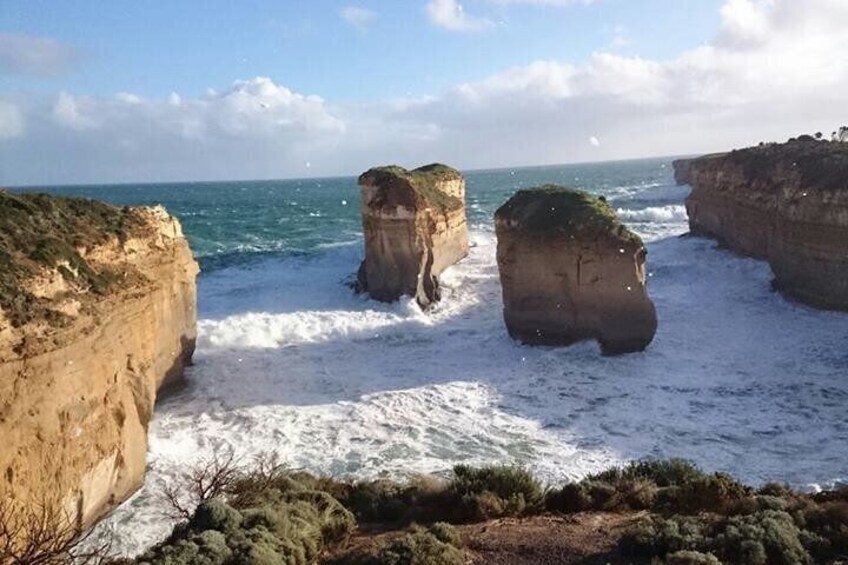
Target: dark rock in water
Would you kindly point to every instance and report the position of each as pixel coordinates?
(415, 227)
(570, 271)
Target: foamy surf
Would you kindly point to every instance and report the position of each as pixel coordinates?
(290, 361)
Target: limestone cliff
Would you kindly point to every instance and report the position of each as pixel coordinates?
(785, 203)
(414, 226)
(570, 271)
(682, 170)
(97, 313)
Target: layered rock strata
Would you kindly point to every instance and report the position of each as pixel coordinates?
(415, 227)
(570, 271)
(785, 203)
(97, 314)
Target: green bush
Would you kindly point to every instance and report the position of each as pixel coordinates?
(290, 528)
(492, 492)
(706, 493)
(446, 533)
(663, 473)
(419, 547)
(692, 558)
(766, 537)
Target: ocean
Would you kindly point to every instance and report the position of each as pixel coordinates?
(290, 361)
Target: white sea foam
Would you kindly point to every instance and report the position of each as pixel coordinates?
(674, 213)
(290, 361)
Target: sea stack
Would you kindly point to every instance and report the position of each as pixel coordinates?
(785, 203)
(415, 227)
(570, 271)
(97, 314)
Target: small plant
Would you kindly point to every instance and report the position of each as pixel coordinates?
(44, 533)
(212, 478)
(491, 492)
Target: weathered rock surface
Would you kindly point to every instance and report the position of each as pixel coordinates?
(415, 227)
(787, 204)
(97, 313)
(570, 271)
(682, 170)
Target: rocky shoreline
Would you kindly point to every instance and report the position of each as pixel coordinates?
(97, 314)
(784, 203)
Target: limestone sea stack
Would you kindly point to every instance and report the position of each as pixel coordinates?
(785, 203)
(97, 314)
(415, 227)
(570, 271)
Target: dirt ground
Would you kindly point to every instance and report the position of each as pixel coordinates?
(587, 538)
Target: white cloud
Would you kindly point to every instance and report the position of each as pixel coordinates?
(357, 16)
(12, 122)
(745, 22)
(728, 92)
(28, 55)
(450, 15)
(67, 112)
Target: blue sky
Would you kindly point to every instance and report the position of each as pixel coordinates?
(155, 47)
(155, 90)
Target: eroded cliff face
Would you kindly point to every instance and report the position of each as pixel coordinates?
(787, 204)
(415, 227)
(97, 314)
(571, 272)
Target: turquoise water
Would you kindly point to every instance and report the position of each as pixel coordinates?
(290, 361)
(229, 223)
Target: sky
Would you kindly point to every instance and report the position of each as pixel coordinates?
(150, 91)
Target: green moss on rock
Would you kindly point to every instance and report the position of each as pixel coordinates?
(415, 189)
(563, 210)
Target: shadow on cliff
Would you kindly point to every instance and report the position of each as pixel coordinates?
(733, 368)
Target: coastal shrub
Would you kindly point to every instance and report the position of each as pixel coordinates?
(692, 558)
(44, 533)
(626, 494)
(290, 528)
(491, 492)
(663, 473)
(438, 545)
(421, 499)
(766, 537)
(706, 493)
(659, 537)
(211, 478)
(446, 533)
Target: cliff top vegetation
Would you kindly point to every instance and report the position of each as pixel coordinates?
(37, 231)
(815, 165)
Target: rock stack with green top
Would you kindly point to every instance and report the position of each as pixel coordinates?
(570, 271)
(415, 227)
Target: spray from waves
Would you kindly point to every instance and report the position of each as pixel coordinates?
(289, 360)
(674, 213)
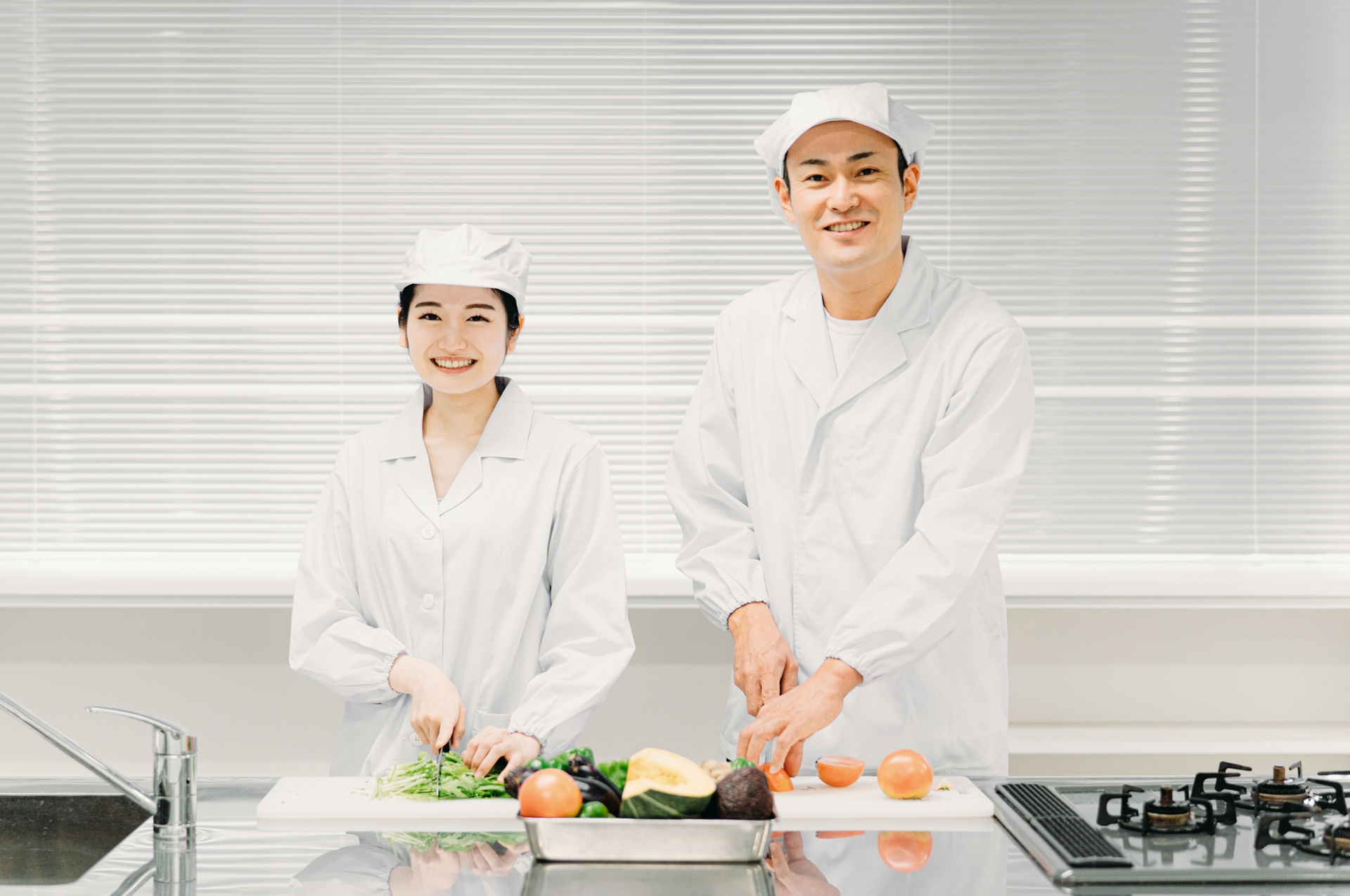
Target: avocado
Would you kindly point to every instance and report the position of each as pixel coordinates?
(744, 794)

---

== TASK DESCRIPTION ==
Reproduce precisely the lines of the listing above, from the line containing "Target: white cloud" to the last line, both ends included. Pictures are to be omitted.

== RESULT ==
Target: white cloud
Would you kindly point to every instance and report the position of each as pixel coordinates?
(357, 16)
(12, 122)
(745, 22)
(728, 92)
(28, 55)
(450, 15)
(67, 112)
Target: blue sky
Would you kindly point to every instance and report the position of each as pixel coordinates?
(155, 47)
(155, 90)
Target: eroded cliff face
Would you kindly point to every instance and report the position of each as pixel coordinates?
(787, 204)
(415, 227)
(97, 314)
(571, 272)
Target: turquoise water
Would you kindly point to every instance and report the position of each as pixel coordinates?
(290, 361)
(229, 223)
Target: sky
Would you kindly point to every instance and report the position of each as pixel coordinates?
(150, 91)
Target: green moss on rock
Would you kindly point to every instance and report the position of each as pixel coordinates?
(415, 189)
(563, 210)
Target: shadow on cliff
Would you kindly point to every instance and report the position of each as pixel coordinates?
(733, 368)
Target: coastal shrub
Would you kindly point to every instance and report the position of each as pixel coordinates?
(692, 558)
(44, 533)
(626, 494)
(290, 528)
(491, 492)
(663, 473)
(438, 545)
(421, 499)
(766, 537)
(706, 493)
(659, 537)
(211, 478)
(446, 533)
Target: cliff top vegetation
Would you kindly point to every instance and report the position of each as pixel coordinates?
(37, 231)
(815, 165)
Target: rock stack with green top
Would you kindly point to every instance and report the position of each as pixel coordinates?
(570, 271)
(415, 227)
Target: spray from waves
Would you kindly point to every instance and report the position of each as pixel coordinates?
(289, 360)
(674, 213)
Target: avocado
Would you kindly point to every instance and report the position of each as pixel coordinates?
(744, 794)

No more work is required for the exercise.